Entries from a dataset
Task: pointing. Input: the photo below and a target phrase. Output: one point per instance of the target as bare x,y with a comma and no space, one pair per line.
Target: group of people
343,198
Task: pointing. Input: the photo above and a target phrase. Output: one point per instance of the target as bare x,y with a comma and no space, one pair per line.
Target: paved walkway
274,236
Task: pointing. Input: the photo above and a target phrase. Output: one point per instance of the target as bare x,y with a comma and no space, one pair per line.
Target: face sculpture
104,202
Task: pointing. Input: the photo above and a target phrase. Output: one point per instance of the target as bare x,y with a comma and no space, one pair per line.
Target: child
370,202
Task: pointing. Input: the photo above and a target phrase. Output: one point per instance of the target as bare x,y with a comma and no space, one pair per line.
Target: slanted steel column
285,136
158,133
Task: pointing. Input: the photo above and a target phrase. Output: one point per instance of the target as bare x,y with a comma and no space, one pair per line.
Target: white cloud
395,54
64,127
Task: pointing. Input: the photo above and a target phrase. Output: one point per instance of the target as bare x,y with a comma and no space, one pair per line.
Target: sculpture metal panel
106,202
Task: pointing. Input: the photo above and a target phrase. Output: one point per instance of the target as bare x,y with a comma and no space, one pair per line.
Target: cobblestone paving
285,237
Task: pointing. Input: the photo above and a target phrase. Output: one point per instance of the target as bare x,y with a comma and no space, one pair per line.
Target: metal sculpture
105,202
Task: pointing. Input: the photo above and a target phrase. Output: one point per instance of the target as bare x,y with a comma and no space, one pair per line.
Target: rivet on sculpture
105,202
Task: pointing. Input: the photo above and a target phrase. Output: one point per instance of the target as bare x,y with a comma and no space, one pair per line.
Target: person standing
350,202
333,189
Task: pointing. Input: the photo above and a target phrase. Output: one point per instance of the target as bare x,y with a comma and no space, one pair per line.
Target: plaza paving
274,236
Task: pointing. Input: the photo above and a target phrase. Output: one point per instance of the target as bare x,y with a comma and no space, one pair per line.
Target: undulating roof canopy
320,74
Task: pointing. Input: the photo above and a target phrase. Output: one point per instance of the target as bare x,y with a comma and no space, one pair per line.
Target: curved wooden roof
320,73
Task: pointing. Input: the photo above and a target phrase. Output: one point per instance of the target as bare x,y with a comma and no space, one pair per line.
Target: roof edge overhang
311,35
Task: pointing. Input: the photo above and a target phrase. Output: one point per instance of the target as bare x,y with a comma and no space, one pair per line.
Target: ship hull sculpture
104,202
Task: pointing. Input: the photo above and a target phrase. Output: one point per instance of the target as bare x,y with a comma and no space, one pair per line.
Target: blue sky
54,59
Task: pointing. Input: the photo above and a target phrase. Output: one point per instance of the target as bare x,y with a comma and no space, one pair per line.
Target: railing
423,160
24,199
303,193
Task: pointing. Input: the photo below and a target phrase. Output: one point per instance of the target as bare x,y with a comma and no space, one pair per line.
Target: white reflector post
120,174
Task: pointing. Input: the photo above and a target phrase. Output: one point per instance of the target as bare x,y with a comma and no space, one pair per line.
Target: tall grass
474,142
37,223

Aim. Transcribe the material above word for word.

Solution for this exercise.
Task: pointing. Input: the photo below and a target phrase. Output: one point per instance of the target as bare x,y with a comma and no space, one pair per line.
Target: group of people
343,198
Task: pointing. Input: the photo above and a target phrase. Output: one point per instance of the target as bare x,y with a comma and no space, one pair per line.
Target: paved walkway
274,236
Task: pointing. Input: the photo above and a target phrase. Output: one point per instance of the target as bare x,y with a comma and no space, one pair per line.
Target: face sculpture
104,202
Task: pointing. Input: the photo above and a target phrase. Output: one point per instance of the target as bare x,y with a comma and no space, one pair per line.
Target: child
370,202
Task: pointing. Input: the photo above and a target phrase. Output: one point per instance of the target as bare x,y with a comma and no space, one pair per line.
Target: slanted steel column
285,136
158,133
Task: pointing. Input: the photo above and a target phrase. Output: one point per instance of the target as bare x,y with a comma and no space, one pair per line.
Target: white cloud
395,54
64,127
Task: pointing. Input: the photo above and a target phrase. Output: one point per instance of the target as bare x,y with a comma and no space, one pair per line.
Target: sculpture metal panel
106,202
Task: pointing. Input: the photo above and a target phrase. Output: one point per instance of the target as bare x,y with a comma and no space, one pair per line.
Target: cobblestone paving
285,237
Task: pointing. Input: the photo above and a target phrase. Output: one point per instance of the target as bare x,y with a comma and no space, one pair per line.
Target: metal sculpture
105,202
Task: pointing. Input: the photo above and a target phrase. Output: one point per instance of the target as bare x,y with a comma and no space, one pair per line.
Target: rivet on sculpture
105,202
Task: pointing. Input: the photo above and a target phrase. Output: one point per instance of the target as bare x,y with a comma and no space, one pair per line.
Target: person standing
350,202
333,189
Task: pointing. Input: the photo above and a target phrase. Output: one point per instance of the target as bare x,y with a comma and no space, one pair per line.
Target: plaza paving
274,236
Task: pointing. Input: the photo above and a target phrase. Output: one point per instance of the target as bare x,y with a comma and no space, one pair per line.
Target: undulating roof canopy
320,74
Task: pointing. Input: the photo above and a target phrase. Output: one point per instance of the target as bare x,y with a comma and no space, one pair per line.
Target: curved wooden roof
320,73
Task: pointing. Input: the photo above and a target phrase. Output: one point per instance of the target as bare x,y with a comma and no space, one pair per line.
Target: roof edge overhang
311,35
Task: pointing. Input: the photo above and a target phrase. Output: one point per instance of the target as bare x,y with a comma and no space, one pair per line.
Target: ship hull sculpture
104,202
Task: pointing. Input: the photo above and a target phrase. Output: one point per instance of the target as bare x,y with a comma and no space, one pair per line.
Target: blue sky
54,59
Task: pointing. Input: the photo above and a target phrase. Output: one point per instance of the target as bare x,y with a comma and no space, one pair per line.
Target: railing
423,160
24,199
303,193
Task: pointing. Input: the photo below and a target phrase. Output: one point per instance of the target as bare x,y with a comma and no space, one pair per line.
Target: white reflector post
120,174
Task: pointing. Input: the photo above and a target phrase. Output: one point per instance of the target as bare x,y with a comma and no space, one pair per line.
Target: tall grass
474,142
37,223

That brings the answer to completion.